• **Source text**
=-=-=
CBJ — Ontario Finance Minister Charles Sousa has tabled a budget at Queen’s Park that includes billions of dollars in new spending and a $6.7-billion deficit.
Premier Kathleen Wynne is abandoning a balanced-budget pledge to spend even more money ahead of June’s election. Opposition parties say it’s a last-ditch desperate attempt to hold onto power.
Many of the government’s policies – notably, a plan to provide free child care to preschoolers – were announced in the days leading up to the budget. But the document still included several new proposals, including a change to personal income tax brackets.
Despite Ontario’s strong economic standing the level of debt continues to skyrocket. The net debt-to-GDP ratio is projected to hit 37% by the end of this fiscal year. However, over the next three years it will likely continue to go up, hitting nearly 39% by fiscal 2020-21.
=-=-=
[Dataset records]
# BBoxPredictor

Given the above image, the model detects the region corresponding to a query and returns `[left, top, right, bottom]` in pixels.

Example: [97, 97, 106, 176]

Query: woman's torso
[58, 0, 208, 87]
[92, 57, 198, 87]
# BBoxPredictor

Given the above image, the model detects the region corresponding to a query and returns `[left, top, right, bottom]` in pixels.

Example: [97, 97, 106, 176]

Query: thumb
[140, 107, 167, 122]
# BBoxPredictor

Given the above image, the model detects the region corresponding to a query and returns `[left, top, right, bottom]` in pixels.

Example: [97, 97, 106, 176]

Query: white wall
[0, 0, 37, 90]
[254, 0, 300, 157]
=-=-=
• **Directions**
1. List every dollar amount and percentage that appears in the Ontario budget report.
2. Echo the stretch of the Ontario budget report from "Many of the" through "by fiscal 2020-21.", word for word.
These records have no connection to the text about the Ontario budget.

• **Task-by-task solutions**
1.
$6.7-billion
37%
39%

2.
Many of the government’s policies – notably, a plan to provide free child care to preschoolers – were announced in the days leading up to the budget. But the document still included several new proposals, including a change to personal income tax brackets.
Despite Ontario’s strong economic standing the level of debt continues to skyrocket. The net debt-to-GDP ratio is projected to hit 37% by the end of this fiscal year. However, over the next three years it will likely continue to go up, hitting nearly 39% by fiscal 2020-21.